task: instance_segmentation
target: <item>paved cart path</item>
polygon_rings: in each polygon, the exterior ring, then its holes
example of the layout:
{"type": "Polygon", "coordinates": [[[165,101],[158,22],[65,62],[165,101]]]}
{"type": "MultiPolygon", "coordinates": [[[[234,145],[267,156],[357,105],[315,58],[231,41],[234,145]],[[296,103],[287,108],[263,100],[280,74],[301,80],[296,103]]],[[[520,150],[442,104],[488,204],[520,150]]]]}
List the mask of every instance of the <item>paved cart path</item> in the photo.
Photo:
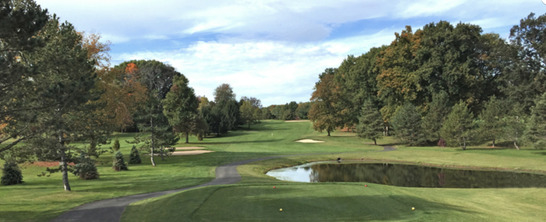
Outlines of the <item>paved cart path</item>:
_ _ _
# [GOAL]
Rewrite all the rows above, replacing "paved cart path" with "gravel walkway" and keeping everything else unchanged. Leave the pictures out.

# [RESULT FOR THIS TASK]
task: instance_segmentation
target: <item>gravel walkway</item>
polygon_rings: in each polygon, the exterior ring, then its holes
example of the layout:
{"type": "Polygon", "coordinates": [[[165,101],[158,22],[65,62],[165,101]]]}
{"type": "MultiPolygon", "coordinates": [[[[234,145],[267,156],[357,105],[315,58],[231,41],[234,145]],[[296,103],[287,108],[263,100],[280,74],[301,80],[296,103]]],[[[520,150],[442,104],[488,204],[520,150]]]]}
List the mask of every instance of the <item>gravel walkway</item> in the photo.
Photo:
Outlines of the <item>gravel walkway</item>:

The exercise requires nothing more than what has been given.